— Exercise directions —
From the line containing "Objective — set a marker on each instance of the door" down to the last line of the material, return those lines verbatim and only those.

— Data for the task —

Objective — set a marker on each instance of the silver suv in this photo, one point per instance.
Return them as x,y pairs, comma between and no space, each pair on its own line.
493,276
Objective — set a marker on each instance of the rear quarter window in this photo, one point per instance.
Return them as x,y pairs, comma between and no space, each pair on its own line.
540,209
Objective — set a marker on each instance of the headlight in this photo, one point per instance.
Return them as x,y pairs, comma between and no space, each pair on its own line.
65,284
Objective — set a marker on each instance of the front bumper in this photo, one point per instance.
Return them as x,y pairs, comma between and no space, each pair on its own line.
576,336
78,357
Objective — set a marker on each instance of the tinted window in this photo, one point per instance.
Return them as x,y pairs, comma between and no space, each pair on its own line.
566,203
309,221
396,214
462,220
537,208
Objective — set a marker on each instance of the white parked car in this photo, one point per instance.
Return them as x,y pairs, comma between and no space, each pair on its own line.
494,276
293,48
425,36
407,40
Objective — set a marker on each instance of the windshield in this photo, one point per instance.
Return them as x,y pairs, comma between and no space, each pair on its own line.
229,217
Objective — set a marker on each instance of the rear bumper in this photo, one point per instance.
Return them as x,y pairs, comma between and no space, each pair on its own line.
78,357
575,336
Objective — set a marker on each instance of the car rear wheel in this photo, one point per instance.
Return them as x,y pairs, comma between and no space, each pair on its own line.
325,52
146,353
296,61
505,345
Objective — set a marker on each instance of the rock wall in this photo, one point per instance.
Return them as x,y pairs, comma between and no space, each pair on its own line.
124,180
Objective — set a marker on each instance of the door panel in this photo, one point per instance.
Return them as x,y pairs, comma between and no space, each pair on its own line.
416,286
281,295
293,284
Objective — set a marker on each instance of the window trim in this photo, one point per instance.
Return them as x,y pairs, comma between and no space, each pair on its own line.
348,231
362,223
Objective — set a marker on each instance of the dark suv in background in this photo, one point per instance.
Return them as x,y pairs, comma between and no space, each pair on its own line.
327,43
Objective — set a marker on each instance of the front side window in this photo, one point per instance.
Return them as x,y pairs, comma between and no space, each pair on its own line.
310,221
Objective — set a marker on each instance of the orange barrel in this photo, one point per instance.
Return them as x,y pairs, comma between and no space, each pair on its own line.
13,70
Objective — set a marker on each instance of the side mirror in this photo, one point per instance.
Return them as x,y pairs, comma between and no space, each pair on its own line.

— Finished exercise —
Objective — set a marker on each instance of the door panel in this photo, one point per instance.
Return them as x,y pairs, comma between and no space, each pair on its own line.
416,286
281,295
293,284
Objective — set a marker on each instance of the window trim in this photo, one point per instance.
Return them as x,y pairs, comma between and no space, each pair on its own line.
348,231
362,223
Objective — set a marker on each instance of the dark suv in background in this photo, one point per instance.
Return them as x,y pairs, comma between and no space, each pair on its own line.
327,43
Objective — set a marker on each instance of the front side window in this photo, one point per instance.
Return them as x,y pairs, comma between and no space, each pair on its own line.
310,221
Objective — set a marker on each instance of the orange barrel in this photo, one point per instance.
Return them as x,y pairs, comma between and no space, each pair on its own line.
13,70
Objective — set a marker on each instance of the side mirror in this photo, one point per instance.
Return them as x,y pairs, comma between and no space, each pair on its own line.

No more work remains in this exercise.